[Segmentation mask data]
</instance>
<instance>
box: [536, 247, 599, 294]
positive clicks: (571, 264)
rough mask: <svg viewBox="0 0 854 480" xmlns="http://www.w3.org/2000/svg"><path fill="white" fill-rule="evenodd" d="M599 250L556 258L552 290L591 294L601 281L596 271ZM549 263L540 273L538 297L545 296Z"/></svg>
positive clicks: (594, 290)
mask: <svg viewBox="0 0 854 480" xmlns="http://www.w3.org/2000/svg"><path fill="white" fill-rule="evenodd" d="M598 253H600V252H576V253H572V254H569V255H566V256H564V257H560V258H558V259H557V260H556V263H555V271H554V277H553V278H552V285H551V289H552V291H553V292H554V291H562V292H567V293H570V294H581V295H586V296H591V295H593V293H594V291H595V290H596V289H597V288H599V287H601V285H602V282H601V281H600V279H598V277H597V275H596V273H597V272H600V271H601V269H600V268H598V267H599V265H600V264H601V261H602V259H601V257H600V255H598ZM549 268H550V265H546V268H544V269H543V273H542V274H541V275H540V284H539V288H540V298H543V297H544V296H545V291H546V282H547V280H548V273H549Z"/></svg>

## What to do
Rewrite the listing as a numbered list, starting at its first line and ending at the line that contains "positive clicks: (594, 290)", with both included. Leave out any blank lines.

## Exercise response
1. </instance>
2. <instance>
3. box: [536, 247, 599, 294]
4. positive clicks: (571, 264)
5. rough mask: <svg viewBox="0 0 854 480" xmlns="http://www.w3.org/2000/svg"><path fill="white" fill-rule="evenodd" d="M599 250L556 258L552 290L591 294L601 281L596 271ZM549 263L540 273L538 297L545 296Z"/></svg>
6. positive clicks: (594, 290)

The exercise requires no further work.